What you will do:
1 - In the Q-learning passage, swap "target" for "goal" and give the part from "The right hand" up to and including "the Q-learning algorithm.".
2 - Answer these questions about the Q-learning passage:
(a) What does the experience replay memory in DQN store?
(b) What is the right hand side of the update equation known as?
(c) What does sampling a batch randomly do to the transitions?

If we had a correct Q-function which maps from state-action pair to rewards ($Q^*:State \space x \space Action \rightarrow \mathbb{R}$) then we would know which action to take in a given state that maximises return by choosing the action which the highest Q-value:
$$ \pi^*(s) = \underset{a}{\mathrm{argmin}} \space Q^*(s,a) $$

We go about learning the Q-function from interacting in an environment by forming an update equation based on the  Bellman equation (the Q-value of being state $s$ and taking action $a$ is the immediate reward plus the discounted Q-value of the subsequent state and taking actions following policy $\pi$):
$$ Q_\pi(s,a) = r + \gamma Q(s^\prime,\pi(s^\prime))  $$

The right hand side of the equation is known as the target $y$ and the difference between the current Q-value estimation $Q(s,a)$ and $y$ is the temporal difference (TD) error which is minimised in the Q-learning algorithm.

The Deep Q-Networks (DQN) algorithm combines the Q-Learning algorithm with deep neural networks for approximating the Q-function. DQN uses an experience replay memory which stores the transitions that the agent observes, allowing us to reuse this data later. Batches of transitions are sampled to update the parameters of the Q-function by gradient decent to minimise the TD error (MSE loss or Huber loss). By sampling a batch randomly, the transitions are decorrelated which stabilises and improves the DQN training procedure.

Data listing:
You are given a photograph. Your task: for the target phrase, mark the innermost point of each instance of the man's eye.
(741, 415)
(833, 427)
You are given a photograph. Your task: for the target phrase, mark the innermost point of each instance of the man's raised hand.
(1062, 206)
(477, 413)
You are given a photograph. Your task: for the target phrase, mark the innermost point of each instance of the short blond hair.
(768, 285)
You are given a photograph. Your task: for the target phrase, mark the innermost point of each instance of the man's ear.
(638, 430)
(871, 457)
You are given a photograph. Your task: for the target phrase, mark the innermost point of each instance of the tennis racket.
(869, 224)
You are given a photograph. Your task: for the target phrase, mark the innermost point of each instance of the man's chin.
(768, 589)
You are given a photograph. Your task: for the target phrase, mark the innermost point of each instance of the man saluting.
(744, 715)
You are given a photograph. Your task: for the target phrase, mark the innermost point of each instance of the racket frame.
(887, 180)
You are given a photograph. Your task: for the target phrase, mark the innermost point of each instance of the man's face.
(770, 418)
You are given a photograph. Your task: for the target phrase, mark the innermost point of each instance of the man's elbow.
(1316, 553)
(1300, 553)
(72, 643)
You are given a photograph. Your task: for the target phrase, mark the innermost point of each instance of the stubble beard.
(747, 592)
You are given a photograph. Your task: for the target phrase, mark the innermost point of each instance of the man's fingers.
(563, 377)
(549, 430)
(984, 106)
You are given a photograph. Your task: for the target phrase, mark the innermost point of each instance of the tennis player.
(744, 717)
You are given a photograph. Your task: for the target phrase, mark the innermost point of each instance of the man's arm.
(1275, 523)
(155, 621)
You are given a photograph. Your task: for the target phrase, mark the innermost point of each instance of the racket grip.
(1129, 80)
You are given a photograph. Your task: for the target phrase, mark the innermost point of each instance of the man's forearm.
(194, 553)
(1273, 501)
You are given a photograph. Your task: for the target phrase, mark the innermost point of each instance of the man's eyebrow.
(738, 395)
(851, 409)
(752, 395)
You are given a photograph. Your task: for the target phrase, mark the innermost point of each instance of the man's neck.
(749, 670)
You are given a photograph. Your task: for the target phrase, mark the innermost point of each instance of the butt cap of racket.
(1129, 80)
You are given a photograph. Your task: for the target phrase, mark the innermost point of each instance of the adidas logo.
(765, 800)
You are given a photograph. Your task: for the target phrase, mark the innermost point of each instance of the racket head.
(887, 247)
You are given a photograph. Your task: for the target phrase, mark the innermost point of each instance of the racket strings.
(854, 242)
---
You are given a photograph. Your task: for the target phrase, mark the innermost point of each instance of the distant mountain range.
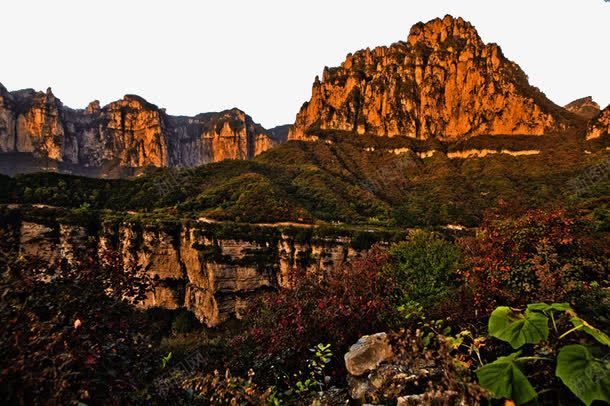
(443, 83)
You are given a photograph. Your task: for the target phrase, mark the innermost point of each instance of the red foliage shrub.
...
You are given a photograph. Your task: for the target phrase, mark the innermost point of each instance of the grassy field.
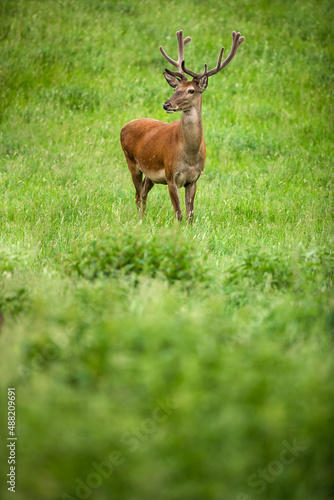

Answer list:
1 -
The right hand side of the equation is known as the goal $y$ and the difference between the current Q-value estimation $Q(s,a)$ and $y$ is the temporal difference (TD) error which is minimised in the Q-learning algorithm.

2 -
(a) The transitions that the agent observes.
(b) The target $y$.
(c) It decorrelates them, which stabilizes and improves the DQN training procedure.